* DATA LINES
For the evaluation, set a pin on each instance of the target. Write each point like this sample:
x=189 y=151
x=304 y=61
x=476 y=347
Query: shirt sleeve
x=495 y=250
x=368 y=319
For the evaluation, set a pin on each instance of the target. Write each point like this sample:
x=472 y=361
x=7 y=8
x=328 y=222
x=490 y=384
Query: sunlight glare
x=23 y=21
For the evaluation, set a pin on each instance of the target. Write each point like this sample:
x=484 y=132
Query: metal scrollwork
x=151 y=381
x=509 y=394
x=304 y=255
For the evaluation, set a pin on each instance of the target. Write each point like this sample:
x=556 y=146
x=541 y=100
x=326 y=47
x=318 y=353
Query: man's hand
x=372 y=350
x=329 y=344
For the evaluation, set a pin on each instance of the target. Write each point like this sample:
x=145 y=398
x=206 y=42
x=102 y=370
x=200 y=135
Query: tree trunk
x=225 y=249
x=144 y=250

* PROBLEM DESCRIPTION
Reproduce the whole listing above word for word, keeping every line in its original order.

* EXPECTED ANSWER
For the evaluation, set a pin on each instance of the target. Write each point like this sample:
x=189 y=151
x=304 y=61
x=476 y=347
Query: shirt sleeve
x=495 y=250
x=368 y=319
For the evaluation, set a pin on each instance of the target. Write each point like this sample:
x=472 y=361
x=7 y=8
x=328 y=222
x=490 y=384
Query: sunlight glare
x=23 y=21
For the evaluation, set a pin on each instance of the target. Write each point like this sample:
x=484 y=132
Query: metal scrollwork
x=151 y=381
x=509 y=394
x=304 y=255
For the evaluation, set a pin on each instance of the target. Write each point like this sample:
x=556 y=146
x=541 y=100
x=326 y=47
x=318 y=353
Query: man's hand
x=372 y=350
x=329 y=344
For the evaluation, set a pin on each instance of the target. Write each point like this sample:
x=145 y=398
x=206 y=42
x=102 y=370
x=200 y=135
Query: tree trunk
x=225 y=249
x=144 y=250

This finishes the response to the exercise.